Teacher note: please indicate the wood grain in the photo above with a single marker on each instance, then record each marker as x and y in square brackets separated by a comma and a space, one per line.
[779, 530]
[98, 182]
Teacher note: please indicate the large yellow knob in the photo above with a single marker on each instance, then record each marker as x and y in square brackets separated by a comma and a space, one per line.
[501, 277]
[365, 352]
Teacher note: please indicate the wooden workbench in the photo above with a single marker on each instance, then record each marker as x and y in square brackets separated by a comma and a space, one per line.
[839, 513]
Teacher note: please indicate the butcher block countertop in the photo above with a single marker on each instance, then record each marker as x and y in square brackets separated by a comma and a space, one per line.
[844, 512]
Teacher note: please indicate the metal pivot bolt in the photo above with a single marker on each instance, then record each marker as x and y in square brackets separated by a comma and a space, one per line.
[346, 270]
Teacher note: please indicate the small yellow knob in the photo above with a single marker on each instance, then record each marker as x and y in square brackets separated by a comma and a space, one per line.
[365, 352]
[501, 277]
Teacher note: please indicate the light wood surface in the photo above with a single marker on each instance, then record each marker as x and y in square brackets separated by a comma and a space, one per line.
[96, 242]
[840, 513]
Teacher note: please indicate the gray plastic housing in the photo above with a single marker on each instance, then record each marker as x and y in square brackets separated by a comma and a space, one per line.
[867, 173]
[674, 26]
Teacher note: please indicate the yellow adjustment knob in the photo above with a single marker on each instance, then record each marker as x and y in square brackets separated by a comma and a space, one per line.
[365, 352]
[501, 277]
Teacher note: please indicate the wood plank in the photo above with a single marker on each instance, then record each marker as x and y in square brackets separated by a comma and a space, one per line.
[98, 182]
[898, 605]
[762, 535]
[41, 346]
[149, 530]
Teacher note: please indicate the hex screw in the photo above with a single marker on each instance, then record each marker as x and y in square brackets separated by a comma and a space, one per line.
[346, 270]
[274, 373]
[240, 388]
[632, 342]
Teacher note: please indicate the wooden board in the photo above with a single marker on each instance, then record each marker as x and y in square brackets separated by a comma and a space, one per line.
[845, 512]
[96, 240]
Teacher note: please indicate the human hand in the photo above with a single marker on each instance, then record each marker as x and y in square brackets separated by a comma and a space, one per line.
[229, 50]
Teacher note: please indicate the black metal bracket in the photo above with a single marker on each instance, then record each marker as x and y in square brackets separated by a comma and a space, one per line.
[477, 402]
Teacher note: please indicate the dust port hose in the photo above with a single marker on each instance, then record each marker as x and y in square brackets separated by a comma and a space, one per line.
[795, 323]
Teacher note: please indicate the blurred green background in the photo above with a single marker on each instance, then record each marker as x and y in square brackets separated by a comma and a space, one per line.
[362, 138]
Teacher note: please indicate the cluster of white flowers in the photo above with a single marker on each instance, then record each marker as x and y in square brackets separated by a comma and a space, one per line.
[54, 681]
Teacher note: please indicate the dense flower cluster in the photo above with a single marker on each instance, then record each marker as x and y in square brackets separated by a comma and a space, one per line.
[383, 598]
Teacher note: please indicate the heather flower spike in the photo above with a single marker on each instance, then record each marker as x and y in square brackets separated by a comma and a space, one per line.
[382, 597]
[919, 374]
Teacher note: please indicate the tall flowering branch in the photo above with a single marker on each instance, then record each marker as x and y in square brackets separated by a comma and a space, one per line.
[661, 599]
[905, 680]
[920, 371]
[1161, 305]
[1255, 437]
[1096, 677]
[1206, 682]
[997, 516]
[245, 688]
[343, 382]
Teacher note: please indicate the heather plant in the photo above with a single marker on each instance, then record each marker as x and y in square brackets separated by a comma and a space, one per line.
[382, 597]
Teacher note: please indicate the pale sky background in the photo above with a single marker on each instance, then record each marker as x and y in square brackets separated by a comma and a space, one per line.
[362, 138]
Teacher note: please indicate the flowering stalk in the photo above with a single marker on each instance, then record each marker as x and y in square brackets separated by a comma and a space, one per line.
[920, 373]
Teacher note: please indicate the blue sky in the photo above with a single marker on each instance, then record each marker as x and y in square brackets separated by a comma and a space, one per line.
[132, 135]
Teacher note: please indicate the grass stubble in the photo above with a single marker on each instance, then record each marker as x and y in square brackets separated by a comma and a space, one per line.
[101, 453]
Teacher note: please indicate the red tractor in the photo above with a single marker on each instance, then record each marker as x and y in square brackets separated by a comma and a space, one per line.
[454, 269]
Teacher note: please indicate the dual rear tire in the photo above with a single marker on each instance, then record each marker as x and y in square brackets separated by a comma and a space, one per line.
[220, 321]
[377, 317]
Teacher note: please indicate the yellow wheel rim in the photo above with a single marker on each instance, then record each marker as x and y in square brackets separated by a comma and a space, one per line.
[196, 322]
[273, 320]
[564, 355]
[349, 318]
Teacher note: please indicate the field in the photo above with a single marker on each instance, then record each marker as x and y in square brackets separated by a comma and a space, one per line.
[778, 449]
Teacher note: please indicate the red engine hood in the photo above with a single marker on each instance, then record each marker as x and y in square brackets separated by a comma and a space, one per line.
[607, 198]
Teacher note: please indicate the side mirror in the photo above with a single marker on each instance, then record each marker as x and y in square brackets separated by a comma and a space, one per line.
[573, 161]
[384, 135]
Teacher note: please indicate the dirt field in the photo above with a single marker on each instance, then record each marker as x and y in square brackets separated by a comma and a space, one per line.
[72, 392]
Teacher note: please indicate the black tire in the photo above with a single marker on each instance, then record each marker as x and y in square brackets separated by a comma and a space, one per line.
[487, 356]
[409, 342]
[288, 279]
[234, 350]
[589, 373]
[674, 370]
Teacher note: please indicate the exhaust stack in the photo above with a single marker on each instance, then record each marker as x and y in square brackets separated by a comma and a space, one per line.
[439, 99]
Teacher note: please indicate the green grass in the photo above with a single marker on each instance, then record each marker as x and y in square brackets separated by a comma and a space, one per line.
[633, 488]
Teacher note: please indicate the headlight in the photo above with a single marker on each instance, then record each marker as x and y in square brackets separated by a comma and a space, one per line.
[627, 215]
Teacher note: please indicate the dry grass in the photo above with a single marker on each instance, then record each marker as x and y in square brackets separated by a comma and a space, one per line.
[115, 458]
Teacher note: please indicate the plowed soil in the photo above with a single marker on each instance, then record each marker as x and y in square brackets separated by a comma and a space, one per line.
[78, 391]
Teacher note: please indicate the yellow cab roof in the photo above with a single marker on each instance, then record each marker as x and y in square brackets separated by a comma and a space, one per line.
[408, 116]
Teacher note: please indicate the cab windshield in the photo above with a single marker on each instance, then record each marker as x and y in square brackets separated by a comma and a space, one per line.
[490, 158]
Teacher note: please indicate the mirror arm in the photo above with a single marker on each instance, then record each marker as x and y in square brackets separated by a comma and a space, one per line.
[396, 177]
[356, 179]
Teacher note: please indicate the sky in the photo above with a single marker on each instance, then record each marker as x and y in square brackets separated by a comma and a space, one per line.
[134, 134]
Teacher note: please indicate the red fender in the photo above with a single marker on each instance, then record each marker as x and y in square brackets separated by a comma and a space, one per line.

• _Problem to solve_: Please reproduce all of the entries exactly as they stand.

• _Correct answer_:
Teacher note: please indicate the wood grain in the photo above with a single marker on each instance, then record each marker as x and y in square brackets separated by a comma and a space, one per line.
[779, 530]
[98, 182]
Teacher note: please indicate the large yellow knob in the photo above with a single marker on each instance, then record each marker as x and y in square brackets separated by a comma and a space, one per line.
[501, 277]
[365, 352]
Teacher note: please indicate the wooden workbench in the photo above with a single marker on each instance, then record each marker as x and y in square brackets separated by a comma and a space, one per line.
[839, 513]
Teacher note: please indicate the butcher block countertop in the photo above with a single marker on each instance, then record each marker as x and y in square brackets separated by a comma and a space, one per line.
[844, 512]
Teacher note: please indicate the metal pivot bolt in the photo above with a single marker on each instance, then record each marker as x and y in square brackets separated by a comma and a space, one per line.
[346, 270]
Teacher note: please indicate the small yellow knob in the photo above with a single marker on each instance, then record each marker as x and y in square brackets separated by a comma and a space, one per line.
[365, 352]
[501, 277]
Teacher note: please indicate the light wood surface in the photo above with a single marker on each instance, then record each marker as x and y in square brackets separated by a comma and a space, one per line.
[96, 242]
[840, 513]
Teacher note: please indicate the gray plastic housing in the photo above with a single marker on each instance, then record each marker as x and y in square brackets separated by a comma and a space, one per line.
[867, 173]
[674, 26]
Teacher note: please indicate the yellow adjustment knob in the photo above with a single marker on each instance, then record each marker as x and y in square brackets separated by a comma and a space, one per line.
[365, 352]
[501, 277]
Teacher note: please indicate the wood plank in the photo above with a single marker on each instance, then record each marker as x and y in square brackets separated by a comma and a space, one per line.
[98, 182]
[898, 605]
[762, 535]
[41, 346]
[149, 530]
Teacher note: please indicate the hex screw in the photo above with a single marker on each instance, then record each marker as x and y in square brackets separated by a comma and a space, one per line.
[346, 270]
[274, 373]
[240, 388]
[632, 342]
Teacher note: please indicate the wooden board in the photo above with a single marker on each instance, then record each marker as x and y in square brackets separated by a comma and a space, one per line.
[845, 512]
[96, 240]
Teacher note: please indicate the human hand in the photo above with a single marker on each instance, then record each marker as x and y in square brackets separated by a comma and a space, one per line.
[229, 50]
Teacher note: please indicate the black metal bracket in the photo above with a single marker on each instance, then record each marker as x and y in square brackets separated by a comma and a space, one per line.
[477, 402]
Teacher note: please indicate the dust port hose in the photo above with a single marker on each instance, then record each marker as x and y in square brackets separated by a comma and a space, one per line.
[795, 323]
Teacher note: please indicate the blurred green background in the photo above with a single marker on each instance, then record each marker as x and y in square brackets separated by a comma and a space, one per line.
[362, 138]
Teacher note: please indicate the cluster of white flowers in the photo above with a single marker on each instance, then record each marker as x and y in square brackets separated by a comma and a space, one per line.
[54, 681]
Teacher note: please indicate the dense flower cluster in the photo above with a single marker on each instance, then record each marker as x and y in square brackets separated by a comma and a space, one per line.
[383, 598]
Teacher note: please indicate the heather flower spike in the photo above with a single marker on each instance, then record each marker as x and y in square brackets separated by a comma and a space, one per line.
[382, 597]
[919, 374]
Teacher note: please indicate the tall flowering branch in the photo above with a single marker on each instance, then record each marker as x and y in square brackets separated by a comma and a space, one per line.
[661, 599]
[905, 680]
[920, 371]
[1161, 305]
[1255, 437]
[1096, 677]
[1206, 682]
[997, 516]
[245, 688]
[343, 382]
Teacher note: please indicate the heather plant in the photo above with a single marker on each instance, then record each marker as x and y in square brackets separated by a comma and a space, one per line.
[382, 597]
Teacher note: please indicate the pale sky background in the photo above with a single marker on each instance, then record each marker as x and y in square brackets separated by a comma and a space, one per line.
[362, 138]
Teacher note: please indicate the flowering stalk in the photo above with a single marker on each instance, then record each marker as x and y in square brackets separated by a comma and a space, one per line.
[920, 373]
Teacher note: please indicate the blue sky in the photo above with a single marker on each instance, then record each marker as x and y in square brackets separated by a comma and a space, one per line.
[132, 135]
Teacher note: please indicate the grass stubble in the photo above with a single marker on each instance, then record each marker as x and y in square brackets separated by a comma and a space, one per line.
[101, 453]
Teacher note: please indicate the red tractor in the photo above with a single marker on each instance, then record each marker as x and y in square brackets separated by a comma and a space, one per line.
[454, 269]
Teacher note: please indicate the dual rear tire in the photo above with a single marker on each instance, then record each marker as x and y in square brackets separated by a comma and a space, one per line.
[220, 321]
[377, 317]
Teacher note: please indicate the yellow wheel rim in the photo above with a single marker on each instance, then record each marker as x and y in square brackets separated by a comma and a space, one per line.
[196, 322]
[273, 320]
[564, 355]
[349, 318]
Teacher note: please indicate the field in the photo above with a single marker on each instance, then record each marker as x and y in square brackets separated by a comma and a space, one per line.
[778, 449]
Teacher note: please indicate the red engine hood in the photo above with a single marker on each instance, then record each marker as x and y in square brackets separated by a comma and a space, one per line.
[607, 198]
Teacher note: please indicate the side mirror in the photo above with a single marker on each instance, then record each marker as x and y in square brackets separated by a comma and a space, one per line.
[573, 161]
[384, 135]
Teacher note: please indicate the dirt field in the photo above with a single marker on each instance, then record each marker as x and y in square brackets separated by a comma and a space, one per line.
[72, 392]
Teacher note: please indicate the black tire in the photo above with a single marker on each instance, then record each marker as x and y in square brackets separated by a comma and a space, one per line.
[487, 356]
[409, 342]
[288, 279]
[234, 350]
[589, 373]
[674, 370]
Teacher note: please indicate the exhaust stack in the photo above with a single marker on each instance, then record each marker as x and y in square brackets separated by a comma and a space, one per line.
[439, 99]
Teacher note: please indicate the green grass in the photo above with a single marker on each instance, then record each marker as x and y in square brackets separated by a comma and a space, one per line.
[633, 488]
Teacher note: please indicate the headlight in the photo above with a single marker on each instance, then record each marker as x and y in square brackets separated by a comma and a space, one per line.
[627, 215]
Teacher note: please indicate the dry grass in the photo above with a single marker on each instance, then record each marker as x and y in square brackets separated by a comma and a space, one per line.
[115, 458]
Teacher note: please indicate the plowed soil in the photo above with a single marker on each instance, then record each marker as x and y in square brackets separated by a comma and a space, one per line.
[78, 391]
Teacher note: please indicate the yellow cab roof in the photo above with a single marker on each instance, then record each marker as x and y in square brackets separated by a comma and a space, one per line.
[408, 116]
Teacher note: please indicate the cab windshield in the photo above with a single marker on each instance, then record each marker as x and y in square brackets separated by a comma and a space, one per line.
[490, 158]
Teacher note: please indicate the mirror arm in the photo above with a single marker on each instance, then record each marker as x and y in square brackets separated by a comma and a space, one per line.
[396, 177]
[356, 179]
Teacher note: please indicate the sky in the photo above with a single marker on each instance, then record each marker as x and y in square brackets separated by a comma and a space, one per line.
[134, 134]
Teacher note: please indicate the red fender in the photo above with a single marker on each instance, then record each marker as x and y in square brackets separated by a comma and a space, one per line.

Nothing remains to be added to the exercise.